- [Document section]:
——

Perfect Pitch.......

Frankly, its a nightmare!

i would like to have a moan on behalf of us people who are the human tuning fork for the musical world.

Unless the only notes you have ever played are on a Bb instrument/Eb instrument, its almost impossible to learn a brass band instrument properly!

I walked into my first euph lesson, got told to play a C, and spent ages looking for it around various valve combinations! When i play my open note i am playing a Bb. My mind will not let me call this a C. (A spade is a spade?)

therefore, i have learnt the instrument to my pitch, and a C is played with 1 and 3. All is well and good of course until i try and play a piece of music...

Everything i play is in the wrong key- so i have to transpose everything down a tone at sight! At first this was a nightmare, but it got a lot easier the more i did it. For me, the bass clef is welcome relief...

But imagine playing an Eb instrument! I'd love to learn the tenor horn but the thought of transposing everything at sight into Eb pitch turns my stomach!

Please let there be people out there who know what i mean. How have you learned to play your instruments? :cry:
 

lynchie

Active Member
well, not having perfect pitch (or in fact pitch) I don't really have the same problem. But when I moved from bass clef to treble clef I still thought of the notes at concert pitch, which confused people when I was talking about certain passages! I should think you'll get used to it soon enough, it's just a bit like learning another clef like alto or tenor, it clicks after a few weeks!
 

andyp

Active Member
It does take a while to get used to different pitched instruments, I had this when changing from Bb cornet to Eb soprano (and back). It just comes with familiarity (which means practice - oh how boring does this sound!).
Now I can (reasonably) confidently play sop music on the Bb cornet if neccessary, as long as it's not silly high, obviously!
If you try to think of pitch as being relative, rather than absolute, it helps, too.

——

- [Stored records]:
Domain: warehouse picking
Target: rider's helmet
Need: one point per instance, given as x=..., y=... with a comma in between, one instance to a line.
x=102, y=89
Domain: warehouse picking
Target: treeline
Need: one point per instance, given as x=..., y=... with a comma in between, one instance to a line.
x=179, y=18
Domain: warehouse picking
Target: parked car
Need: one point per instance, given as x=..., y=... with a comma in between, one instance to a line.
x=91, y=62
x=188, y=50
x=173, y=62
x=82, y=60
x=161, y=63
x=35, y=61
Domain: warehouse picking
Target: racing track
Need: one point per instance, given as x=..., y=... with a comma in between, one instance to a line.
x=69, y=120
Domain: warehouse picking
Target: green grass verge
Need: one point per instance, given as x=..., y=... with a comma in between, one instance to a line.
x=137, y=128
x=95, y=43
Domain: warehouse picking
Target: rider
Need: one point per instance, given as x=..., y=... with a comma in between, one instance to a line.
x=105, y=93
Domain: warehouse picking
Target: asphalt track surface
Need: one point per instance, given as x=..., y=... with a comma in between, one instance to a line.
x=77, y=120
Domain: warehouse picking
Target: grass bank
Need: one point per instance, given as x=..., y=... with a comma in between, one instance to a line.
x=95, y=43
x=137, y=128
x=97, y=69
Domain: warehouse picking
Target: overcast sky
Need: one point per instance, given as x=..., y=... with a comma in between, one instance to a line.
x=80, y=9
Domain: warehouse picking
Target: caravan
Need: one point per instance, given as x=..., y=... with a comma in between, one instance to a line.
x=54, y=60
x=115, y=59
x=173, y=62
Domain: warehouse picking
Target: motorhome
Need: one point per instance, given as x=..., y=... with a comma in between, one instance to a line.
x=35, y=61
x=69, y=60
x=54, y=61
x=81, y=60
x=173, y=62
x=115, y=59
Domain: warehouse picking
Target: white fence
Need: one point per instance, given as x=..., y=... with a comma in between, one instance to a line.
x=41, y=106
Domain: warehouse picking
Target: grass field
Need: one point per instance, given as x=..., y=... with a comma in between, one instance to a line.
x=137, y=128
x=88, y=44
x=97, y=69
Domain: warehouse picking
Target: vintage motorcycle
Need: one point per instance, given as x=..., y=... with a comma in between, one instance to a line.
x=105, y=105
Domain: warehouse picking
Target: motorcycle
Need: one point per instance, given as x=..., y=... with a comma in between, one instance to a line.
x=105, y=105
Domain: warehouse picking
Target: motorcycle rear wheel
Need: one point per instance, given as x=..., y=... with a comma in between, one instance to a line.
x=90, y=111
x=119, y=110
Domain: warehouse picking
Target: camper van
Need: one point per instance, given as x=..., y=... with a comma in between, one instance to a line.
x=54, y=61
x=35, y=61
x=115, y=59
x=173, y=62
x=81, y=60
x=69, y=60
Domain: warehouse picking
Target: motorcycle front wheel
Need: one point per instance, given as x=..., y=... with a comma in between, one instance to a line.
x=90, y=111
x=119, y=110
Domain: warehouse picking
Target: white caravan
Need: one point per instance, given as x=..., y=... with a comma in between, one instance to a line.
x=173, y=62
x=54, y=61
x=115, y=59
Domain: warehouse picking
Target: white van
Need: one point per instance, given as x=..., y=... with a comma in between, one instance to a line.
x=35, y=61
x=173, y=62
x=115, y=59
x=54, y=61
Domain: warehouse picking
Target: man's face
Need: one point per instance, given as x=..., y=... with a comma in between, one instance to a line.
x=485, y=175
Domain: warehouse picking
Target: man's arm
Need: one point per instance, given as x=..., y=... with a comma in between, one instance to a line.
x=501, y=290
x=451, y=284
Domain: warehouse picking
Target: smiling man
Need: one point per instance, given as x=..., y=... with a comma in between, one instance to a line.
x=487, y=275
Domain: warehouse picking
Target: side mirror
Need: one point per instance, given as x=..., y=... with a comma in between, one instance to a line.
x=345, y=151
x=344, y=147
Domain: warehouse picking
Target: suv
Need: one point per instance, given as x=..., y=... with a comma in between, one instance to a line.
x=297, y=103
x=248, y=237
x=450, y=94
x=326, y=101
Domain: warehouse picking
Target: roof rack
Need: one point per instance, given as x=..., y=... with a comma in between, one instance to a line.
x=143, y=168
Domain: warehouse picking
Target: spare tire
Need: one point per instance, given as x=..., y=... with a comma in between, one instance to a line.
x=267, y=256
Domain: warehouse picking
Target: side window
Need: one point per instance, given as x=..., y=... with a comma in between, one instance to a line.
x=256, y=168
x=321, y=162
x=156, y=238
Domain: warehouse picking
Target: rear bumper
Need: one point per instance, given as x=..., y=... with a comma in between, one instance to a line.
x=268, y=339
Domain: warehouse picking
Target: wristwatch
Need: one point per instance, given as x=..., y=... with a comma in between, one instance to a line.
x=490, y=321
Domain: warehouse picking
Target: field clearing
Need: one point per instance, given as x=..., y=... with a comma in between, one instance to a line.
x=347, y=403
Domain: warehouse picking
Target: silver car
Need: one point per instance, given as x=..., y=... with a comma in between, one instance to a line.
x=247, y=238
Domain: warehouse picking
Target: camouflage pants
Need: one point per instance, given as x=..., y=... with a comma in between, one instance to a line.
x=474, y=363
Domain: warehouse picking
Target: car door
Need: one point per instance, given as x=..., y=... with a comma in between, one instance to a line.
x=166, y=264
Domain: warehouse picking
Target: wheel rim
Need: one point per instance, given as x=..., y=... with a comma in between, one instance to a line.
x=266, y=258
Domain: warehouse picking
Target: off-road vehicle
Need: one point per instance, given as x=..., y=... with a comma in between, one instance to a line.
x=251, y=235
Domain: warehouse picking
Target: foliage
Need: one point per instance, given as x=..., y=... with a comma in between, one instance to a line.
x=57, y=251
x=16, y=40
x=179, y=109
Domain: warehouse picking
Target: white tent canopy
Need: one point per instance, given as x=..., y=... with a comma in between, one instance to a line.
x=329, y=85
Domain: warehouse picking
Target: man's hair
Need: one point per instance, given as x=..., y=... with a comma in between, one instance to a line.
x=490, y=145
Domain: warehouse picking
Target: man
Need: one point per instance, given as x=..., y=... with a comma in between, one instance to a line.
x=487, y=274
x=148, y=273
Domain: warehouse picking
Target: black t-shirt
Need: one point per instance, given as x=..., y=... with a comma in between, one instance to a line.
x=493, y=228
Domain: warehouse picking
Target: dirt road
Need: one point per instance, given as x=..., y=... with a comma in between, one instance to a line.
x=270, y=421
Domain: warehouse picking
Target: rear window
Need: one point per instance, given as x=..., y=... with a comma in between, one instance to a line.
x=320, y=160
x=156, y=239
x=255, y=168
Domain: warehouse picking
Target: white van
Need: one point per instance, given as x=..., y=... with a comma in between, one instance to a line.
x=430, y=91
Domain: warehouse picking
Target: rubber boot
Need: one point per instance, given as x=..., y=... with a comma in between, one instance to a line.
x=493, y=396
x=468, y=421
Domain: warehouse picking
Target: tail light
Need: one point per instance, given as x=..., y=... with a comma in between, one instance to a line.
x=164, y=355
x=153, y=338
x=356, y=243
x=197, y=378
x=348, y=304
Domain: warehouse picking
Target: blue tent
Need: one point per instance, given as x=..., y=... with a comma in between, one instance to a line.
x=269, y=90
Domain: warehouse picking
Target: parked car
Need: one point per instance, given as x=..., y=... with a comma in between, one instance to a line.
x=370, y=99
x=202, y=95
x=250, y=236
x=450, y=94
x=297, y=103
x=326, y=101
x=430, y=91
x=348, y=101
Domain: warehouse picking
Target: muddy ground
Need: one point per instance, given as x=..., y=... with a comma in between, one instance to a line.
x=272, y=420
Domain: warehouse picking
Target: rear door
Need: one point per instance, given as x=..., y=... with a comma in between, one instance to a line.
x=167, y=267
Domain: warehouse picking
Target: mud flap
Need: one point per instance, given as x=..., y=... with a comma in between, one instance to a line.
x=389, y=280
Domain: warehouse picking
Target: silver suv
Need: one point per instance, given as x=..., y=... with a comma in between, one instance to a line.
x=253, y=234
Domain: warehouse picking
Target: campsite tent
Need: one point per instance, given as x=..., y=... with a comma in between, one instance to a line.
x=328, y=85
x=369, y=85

——

- [Task statement]: Copy the forum discussion on perfect pitch word for word, starting at "I walked into" and ending at "piece of music...".

- [Exercise result]:
I walked into my first euph lesson, got told to play a C, and spent ages looking for it around various valve combinations! When i play my open note i am playing a Bb. My mind will not let me call this a C. (A spade is a spade?)

therefore, i have learnt the instrument to my pitch, and a C is played with 1 and 3. All is well and good of course until i try and play a piece of music...